Only the records, exactly as written, belong in the answer; pictures do not.

# Records for processing:
####################

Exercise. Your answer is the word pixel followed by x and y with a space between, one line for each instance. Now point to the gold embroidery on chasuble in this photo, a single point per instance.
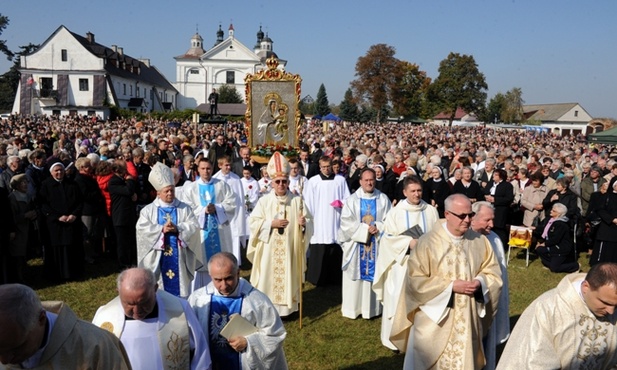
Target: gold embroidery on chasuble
pixel 594 344
pixel 107 326
pixel 458 266
pixel 178 347
pixel 279 256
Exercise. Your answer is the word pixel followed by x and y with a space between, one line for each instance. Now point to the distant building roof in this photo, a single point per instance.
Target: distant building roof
pixel 115 58
pixel 225 109
pixel 460 113
pixel 547 112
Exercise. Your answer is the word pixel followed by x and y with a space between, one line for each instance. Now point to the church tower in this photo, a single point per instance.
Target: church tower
pixel 219 36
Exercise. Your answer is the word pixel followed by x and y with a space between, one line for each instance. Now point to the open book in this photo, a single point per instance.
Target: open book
pixel 238 326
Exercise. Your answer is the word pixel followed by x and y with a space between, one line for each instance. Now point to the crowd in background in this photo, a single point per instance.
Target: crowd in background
pixel 523 174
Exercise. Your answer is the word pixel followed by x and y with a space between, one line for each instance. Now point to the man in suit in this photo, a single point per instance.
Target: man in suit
pixel 123 197
pixel 307 168
pixel 246 161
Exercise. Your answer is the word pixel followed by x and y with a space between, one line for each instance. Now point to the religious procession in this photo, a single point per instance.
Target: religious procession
pixel 218 252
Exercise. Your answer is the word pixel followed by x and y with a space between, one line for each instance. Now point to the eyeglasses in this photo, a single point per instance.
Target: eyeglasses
pixel 463 216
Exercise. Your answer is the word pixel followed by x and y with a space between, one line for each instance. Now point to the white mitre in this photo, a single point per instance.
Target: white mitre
pixel 161 176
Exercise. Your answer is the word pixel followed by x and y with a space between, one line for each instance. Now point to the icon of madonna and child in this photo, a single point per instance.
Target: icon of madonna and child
pixel 273 124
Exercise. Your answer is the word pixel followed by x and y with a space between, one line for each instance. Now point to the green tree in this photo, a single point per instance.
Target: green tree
pixel 459 84
pixel 494 109
pixel 307 105
pixel 349 108
pixel 410 89
pixel 513 109
pixel 4 21
pixel 229 95
pixel 376 76
pixel 10 80
pixel 322 106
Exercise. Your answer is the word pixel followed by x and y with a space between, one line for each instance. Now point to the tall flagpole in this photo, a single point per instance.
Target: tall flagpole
pixel 302 253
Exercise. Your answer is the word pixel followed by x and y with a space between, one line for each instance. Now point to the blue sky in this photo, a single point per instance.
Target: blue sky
pixel 556 51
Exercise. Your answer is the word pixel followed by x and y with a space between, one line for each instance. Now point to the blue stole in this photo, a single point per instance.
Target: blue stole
pixel 221 307
pixel 210 229
pixel 368 215
pixel 170 258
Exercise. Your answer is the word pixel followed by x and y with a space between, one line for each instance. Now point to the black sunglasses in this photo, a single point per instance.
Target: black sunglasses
pixel 464 215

####################

# Response to the exercise:
Exercise. Your answer is the word pixel followed by x and y with a space between, one line for each instance. Now point to the gold embroidery on chasuble in this photo, a single point per instance.
Target: gold embroidery on chasuble
pixel 594 344
pixel 107 326
pixel 458 266
pixel 178 347
pixel 279 256
Exercise. Your answer is the word pixel followed by x and y with a space between, one line for each instance. Now point to the distant building roof in this photo, a single point per instance.
Target: distant building roof
pixel 115 58
pixel 225 109
pixel 460 113
pixel 547 112
Exercise. Your answer is the word pixel followed by x and y with a space between, one line for each instance. Now point to the church tower in this photo, a single point per instance.
Target: church tower
pixel 219 36
Exercise. Your answer is the word pixel followed by x and y with a space between, one line for each instance. Now point to the open book in this photo, a single point per instance.
Target: open book
pixel 238 326
Exercise. Your answer is the word pixel followed by x and y with a space between, one line for each instance. Now point to the crowd in background in this photo, a single point per instance.
Target: crowd in background
pixel 523 174
Exercise. Your answer is the word pixel followed by x and y with a space between, one line for each instance. Now point to the man in suit in this photo, a single point per instance.
Target: man in suit
pixel 123 197
pixel 307 168
pixel 246 161
Exercise. Your answer is the word pixel followed by x and y with a space between, one line for each instance. Now point to the religious procession in this photo, a single point per instance.
Target: religious procession
pixel 218 252
Exercise. Your answer is the word pixel followed by x and y with a space between, one line for each instance. Now point to the eyeglasses in this photo, a single point per instance.
Target: eyeglasses
pixel 463 216
Exercise. Your answer is the word pixel followed by x and y with a space between, one line for each instance. Now point to the white mitre in this photo, a single point per instance.
Target: white mitre
pixel 161 176
Exercise. Your answer is the word pixel followed by x and y with a space between, one line for each instance. Now point to the icon of madonna and child in this photo, a single point per instance.
Target: icon of madonna and child
pixel 273 124
Exercise. Your answer is the word pixel followed by x and y with a space between, one line for each instance. Now point to the green tree in this photo, a single point per instance.
Target: green tree
pixel 459 84
pixel 494 109
pixel 307 105
pixel 349 108
pixel 410 89
pixel 513 109
pixel 4 21
pixel 229 95
pixel 376 76
pixel 10 80
pixel 322 106
Exercise. Your answer is the word pixel followed by x and y with a space between, one line for each instance. Now point to the tall flagpole in this photo, a single point per instance.
Target: tall flagpole
pixel 302 253
Exercise. Your answer is the word pixel followed by x and y with a space between, one line for each instance. Now point to the blue sky in this photo, a single point per instance.
Target: blue sky
pixel 556 51
Exercise. Your answer is the word pixel followed by x and y with a space between, one line for each instance. Now point to the blue stole in this photo, a single point per instance.
Target: blue stole
pixel 221 307
pixel 210 229
pixel 368 215
pixel 170 258
Exercise. Your answer is the word pixel followed by x and y with a space between, one line for each instance. Now point to the black sunglasses in this photo, a single point per instance.
Target: black sunglasses
pixel 464 215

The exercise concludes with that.